**What the task requires**
Restate word for word the section of the entries that opens at the line containing "detect the departure" and closes at the line containing "detect the glass", both lines kept, pictures dropped.

**Recorded data**
══════

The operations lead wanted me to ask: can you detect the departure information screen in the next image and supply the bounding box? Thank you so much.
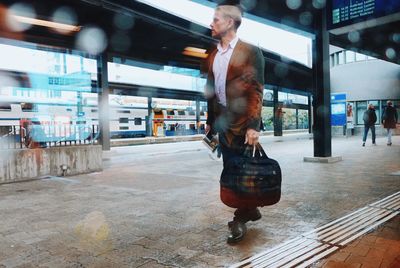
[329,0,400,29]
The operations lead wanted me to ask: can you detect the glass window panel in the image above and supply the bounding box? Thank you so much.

══════

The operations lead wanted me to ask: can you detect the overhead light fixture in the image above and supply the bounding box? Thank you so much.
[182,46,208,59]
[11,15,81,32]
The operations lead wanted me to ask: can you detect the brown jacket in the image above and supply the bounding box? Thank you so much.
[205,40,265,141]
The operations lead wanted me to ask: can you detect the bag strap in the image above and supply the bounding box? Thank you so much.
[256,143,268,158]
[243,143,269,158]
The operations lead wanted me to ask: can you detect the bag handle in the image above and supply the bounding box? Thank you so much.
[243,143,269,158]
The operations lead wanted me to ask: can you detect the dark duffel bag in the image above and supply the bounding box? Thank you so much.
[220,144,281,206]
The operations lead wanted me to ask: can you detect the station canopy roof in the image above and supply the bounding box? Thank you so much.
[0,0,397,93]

══════

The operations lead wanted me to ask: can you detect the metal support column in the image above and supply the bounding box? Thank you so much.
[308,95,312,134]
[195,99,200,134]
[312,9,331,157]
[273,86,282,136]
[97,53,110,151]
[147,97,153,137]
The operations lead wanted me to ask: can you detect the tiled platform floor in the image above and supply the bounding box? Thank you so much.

══════

**Exercise answer**
The operations lead wanted me to ask: can you detect the departure information screen in the next image and supply the bounding box? Thank you so much.
[329,0,400,29]
The operations lead wanted me to ask: can you detect the glass window panel in the image above and supply the bounding box? Thank you so much.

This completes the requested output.